What the task asks:
Please output exactly the lines from the one containing "Target: metal handrail" through the last line of the records, both included.

Records:
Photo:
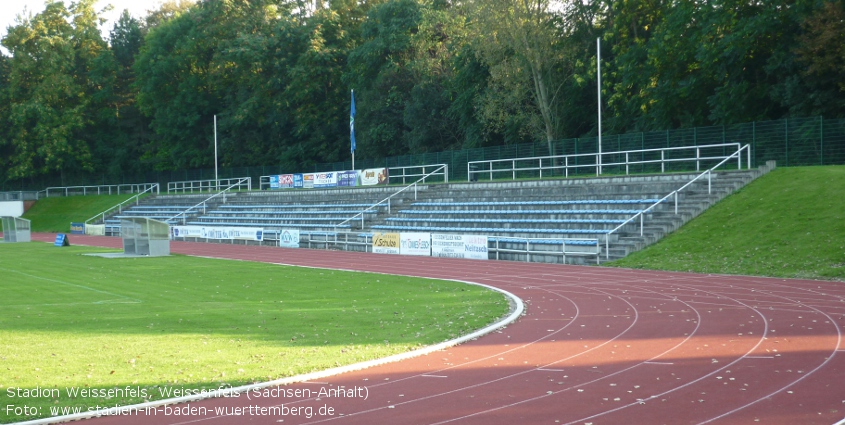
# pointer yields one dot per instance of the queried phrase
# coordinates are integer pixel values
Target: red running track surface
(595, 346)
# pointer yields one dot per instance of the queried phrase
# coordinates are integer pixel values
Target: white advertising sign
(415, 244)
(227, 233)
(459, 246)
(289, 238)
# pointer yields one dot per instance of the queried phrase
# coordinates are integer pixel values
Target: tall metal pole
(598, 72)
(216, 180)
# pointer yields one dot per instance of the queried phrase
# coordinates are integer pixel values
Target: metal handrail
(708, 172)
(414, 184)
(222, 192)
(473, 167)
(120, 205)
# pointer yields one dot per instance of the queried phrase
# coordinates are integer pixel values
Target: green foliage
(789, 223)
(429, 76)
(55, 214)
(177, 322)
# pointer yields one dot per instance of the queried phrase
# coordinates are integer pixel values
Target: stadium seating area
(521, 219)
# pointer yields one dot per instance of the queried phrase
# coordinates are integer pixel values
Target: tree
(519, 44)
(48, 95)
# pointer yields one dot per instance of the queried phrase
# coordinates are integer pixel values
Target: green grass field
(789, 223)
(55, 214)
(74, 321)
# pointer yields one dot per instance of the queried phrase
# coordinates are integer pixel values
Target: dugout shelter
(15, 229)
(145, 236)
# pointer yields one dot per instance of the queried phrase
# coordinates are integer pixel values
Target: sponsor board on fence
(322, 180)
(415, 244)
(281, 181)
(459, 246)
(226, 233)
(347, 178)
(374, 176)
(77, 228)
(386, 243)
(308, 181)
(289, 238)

Answer space:
Target: metal handrail
(708, 172)
(414, 184)
(222, 192)
(473, 167)
(120, 205)
# pointer yields one dot per instance of the queried phrase
# coordinates are integer pixel values
Target: green foliage
(789, 223)
(429, 76)
(55, 214)
(177, 322)
# pointer yields one dot per instance of the queried phrase
# coordinates are integer pixel values
Target: stadium seating area
(521, 219)
# pointer yields one dot per instance of the queried phrase
# coordinates are integer pixel values
Target: tree
(519, 44)
(48, 95)
# pointer yields one dot per instance of the queried phrase
# coordinates are integer pixel values
Target: green grass field
(789, 223)
(55, 214)
(74, 321)
# pointer yields one dot per instance of the queried phrase
# coordinates are integer pixel values
Target: dugout shelter
(15, 229)
(145, 236)
# pointer yields one dot per instance of the queried phrase
# coordinates are integer pixel values
Target: sponsor board on fence
(322, 180)
(415, 244)
(281, 181)
(459, 246)
(226, 233)
(347, 178)
(374, 176)
(77, 228)
(386, 243)
(308, 181)
(289, 238)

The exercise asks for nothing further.